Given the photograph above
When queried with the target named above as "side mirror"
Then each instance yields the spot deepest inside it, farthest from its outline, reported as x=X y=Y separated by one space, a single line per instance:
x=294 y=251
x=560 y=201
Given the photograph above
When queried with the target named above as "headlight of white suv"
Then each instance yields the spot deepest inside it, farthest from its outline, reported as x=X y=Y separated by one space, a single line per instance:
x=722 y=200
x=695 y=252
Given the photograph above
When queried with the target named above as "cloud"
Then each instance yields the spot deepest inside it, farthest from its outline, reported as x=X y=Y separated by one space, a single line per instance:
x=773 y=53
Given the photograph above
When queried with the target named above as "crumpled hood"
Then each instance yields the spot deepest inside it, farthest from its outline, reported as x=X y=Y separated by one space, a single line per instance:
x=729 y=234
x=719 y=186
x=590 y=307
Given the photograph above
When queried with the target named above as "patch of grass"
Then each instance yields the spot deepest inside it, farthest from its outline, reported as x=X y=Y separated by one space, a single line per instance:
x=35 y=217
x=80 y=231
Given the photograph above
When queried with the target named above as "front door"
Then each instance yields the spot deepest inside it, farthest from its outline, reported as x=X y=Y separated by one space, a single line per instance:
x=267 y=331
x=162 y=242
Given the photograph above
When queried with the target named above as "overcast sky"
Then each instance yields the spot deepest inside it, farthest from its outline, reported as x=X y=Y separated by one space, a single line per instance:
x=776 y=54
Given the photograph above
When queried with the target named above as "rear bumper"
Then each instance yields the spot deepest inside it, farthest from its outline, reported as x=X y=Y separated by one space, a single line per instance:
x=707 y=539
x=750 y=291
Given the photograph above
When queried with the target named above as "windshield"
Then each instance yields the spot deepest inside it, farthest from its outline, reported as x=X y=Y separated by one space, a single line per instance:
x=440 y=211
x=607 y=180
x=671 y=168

★ ★ ★ ★ ★ ★ ★

*PROBLEM*
Retype all the data verbatim.

*SOLUTION*
Given the photograph above
When queried with the target named above as "side mirror"
Then each instance yields the spot deepest inside it, farthest from its outline, reported as x=X y=Y separated by one space, a single line per instance:
x=294 y=251
x=560 y=201
Given the photograph above
When queried with the target named above as "headlight of white suv"
Then each instance yields the spot deepest inside it, farthest from its outline, reported as x=X y=Y separated by one space, a single line per instance:
x=722 y=200
x=695 y=252
Given the photograph above
When queried with the target named above as "cloud"
Then each instance yields the spot deepest inside it, farthest from its outline, reported as x=X y=Y separated by one space, a single line per instance:
x=773 y=53
Given the photograph above
When queried with the target named above as "crumpled hood"
Then each instance yields the spot deepest inside it, farthest from its outline, reported as x=X y=Y separated by one space, a single line per instance:
x=729 y=234
x=719 y=186
x=590 y=307
Given the photograph above
When queried with the target named above as "patch of grass"
Then each instance yields the spot deepest inside it, farthest from its outline, reported as x=X y=Y separated by one space, a single line per instance:
x=35 y=217
x=80 y=231
Given the photograph above
When queried with the target named above as "front door"
Then each instance yields the spot deepest inside it, farthest from its outline, reported as x=X y=Y separated by one space, a single line per instance:
x=267 y=331
x=162 y=242
Given the photograph above
When queried with the target named above as "overcast sky"
Then each instance yields the spot deepest inside it, farthest from its outline, reported as x=X y=Y separated by one space, a single line per instance:
x=776 y=54
Given the photograph above
When queried with the target named above as "rear bumper"
Then each instance yields the spot deepest inside it, farthest from its outline, reported as x=X y=Y separated by one space, a single line per instance:
x=707 y=539
x=750 y=291
Given the photograph above
When queried with the target named above as "windshield"
Then each instance yields the spot deepest inside it, farthest from its outline, reported as x=X y=Y separated by one space, a single line per instance:
x=440 y=211
x=607 y=180
x=671 y=168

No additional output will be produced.